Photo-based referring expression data
____

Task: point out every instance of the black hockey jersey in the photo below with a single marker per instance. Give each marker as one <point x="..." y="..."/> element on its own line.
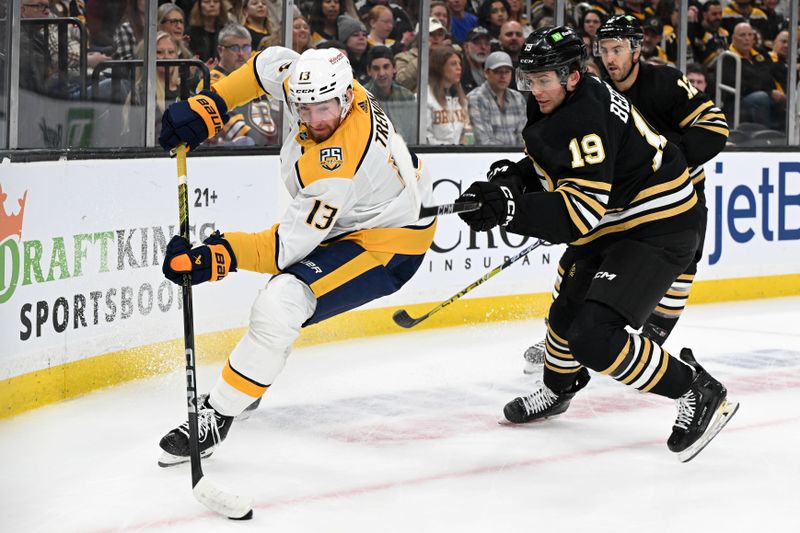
<point x="681" y="113"/>
<point x="604" y="170"/>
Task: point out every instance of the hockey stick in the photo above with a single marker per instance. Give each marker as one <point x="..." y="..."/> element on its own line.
<point x="213" y="497"/>
<point x="402" y="318"/>
<point x="402" y="158"/>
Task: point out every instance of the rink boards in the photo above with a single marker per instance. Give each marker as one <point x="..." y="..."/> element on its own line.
<point x="83" y="303"/>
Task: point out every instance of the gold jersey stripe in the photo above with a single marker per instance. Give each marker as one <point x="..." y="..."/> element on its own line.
<point x="674" y="184"/>
<point x="349" y="271"/>
<point x="621" y="357"/>
<point x="573" y="215"/>
<point x="643" y="358"/>
<point x="636" y="221"/>
<point x="661" y="371"/>
<point x="241" y="383"/>
<point x="694" y="113"/>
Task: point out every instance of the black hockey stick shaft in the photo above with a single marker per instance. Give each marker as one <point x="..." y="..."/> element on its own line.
<point x="448" y="209"/>
<point x="188" y="323"/>
<point x="403" y="319"/>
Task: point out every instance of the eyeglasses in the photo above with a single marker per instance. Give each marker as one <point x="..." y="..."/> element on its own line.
<point x="235" y="48"/>
<point x="38" y="7"/>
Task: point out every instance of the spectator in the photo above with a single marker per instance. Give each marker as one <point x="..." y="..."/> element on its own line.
<point x="380" y="22"/>
<point x="35" y="71"/>
<point x="407" y="63"/>
<point x="744" y="11"/>
<point x="517" y="14"/>
<point x="257" y="21"/>
<point x="129" y="33"/>
<point x="205" y="20"/>
<point x="497" y="113"/>
<point x="397" y="101"/>
<point x="233" y="51"/>
<point x="712" y="39"/>
<point x="461" y="22"/>
<point x="439" y="12"/>
<point x="354" y="36"/>
<point x="775" y="21"/>
<point x="167" y="88"/>
<point x="171" y="19"/>
<point x="301" y="34"/>
<point x="697" y="75"/>
<point x="476" y="50"/>
<point x="492" y="14"/>
<point x="543" y="10"/>
<point x="511" y="39"/>
<point x="590" y="22"/>
<point x="651" y="44"/>
<point x="761" y="99"/>
<point x="447" y="115"/>
<point x="323" y="20"/>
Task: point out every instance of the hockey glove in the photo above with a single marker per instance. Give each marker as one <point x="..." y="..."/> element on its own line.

____

* WHAT YOU NEED TO DO *
Retype all the entries exactly; drop the pictures.

* TASK RESULT *
Task: point out every instance of the black hockey jersey in the photo below with a single marker per instance. Give each marker as one <point x="..." y="..."/> element on its own line.
<point x="681" y="113"/>
<point x="604" y="170"/>
Task: point out every instance of the hockey stick in the photo above with a single marker per instance. Give each marker as one <point x="..." y="..."/> element on its own line.
<point x="213" y="497"/>
<point x="402" y="318"/>
<point x="402" y="158"/>
Task: point out every instance of the rink boards in the photo above with a single marker per instance. Give each marker as one <point x="..." y="..."/> element on its own line.
<point x="83" y="303"/>
Task: point out every instance of the gold jersey stripe in the photo above with a single marker per instance. Give each marker as one <point x="..." y="..."/> element on its own line.
<point x="674" y="184"/>
<point x="349" y="271"/>
<point x="621" y="357"/>
<point x="573" y="215"/>
<point x="643" y="358"/>
<point x="636" y="221"/>
<point x="661" y="371"/>
<point x="241" y="383"/>
<point x="694" y="113"/>
Task: point out every instance of the black hockey stick shaft in the photo above with a single marker per instance. Give each marker as one <point x="..." y="..."/> element on its own line.
<point x="448" y="209"/>
<point x="188" y="323"/>
<point x="403" y="319"/>
Task: point out every instance of the eyeglasses in the photo above with a single marker per instance. Give each marker as one <point x="..." y="..."/> element on its own line.
<point x="235" y="48"/>
<point x="38" y="7"/>
Task: point out every instance of the spectator in the photo above with a single marker per instance. Give each marker as one <point x="..." y="..."/> element on its own line.
<point x="380" y="22"/>
<point x="35" y="71"/>
<point x="407" y="63"/>
<point x="744" y="11"/>
<point x="517" y="14"/>
<point x="257" y="21"/>
<point x="129" y="33"/>
<point x="205" y="20"/>
<point x="497" y="113"/>
<point x="397" y="101"/>
<point x="233" y="51"/>
<point x="712" y="39"/>
<point x="461" y="22"/>
<point x="439" y="12"/>
<point x="354" y="36"/>
<point x="775" y="21"/>
<point x="167" y="88"/>
<point x="171" y="19"/>
<point x="301" y="34"/>
<point x="697" y="75"/>
<point x="476" y="50"/>
<point x="492" y="14"/>
<point x="543" y="10"/>
<point x="511" y="39"/>
<point x="590" y="22"/>
<point x="651" y="44"/>
<point x="761" y="99"/>
<point x="447" y="115"/>
<point x="323" y="20"/>
Task: point out every instance of the hockey glove in the photo above with a single marker per instance. Give each marker as one <point x="..." y="..."/> element on its own line.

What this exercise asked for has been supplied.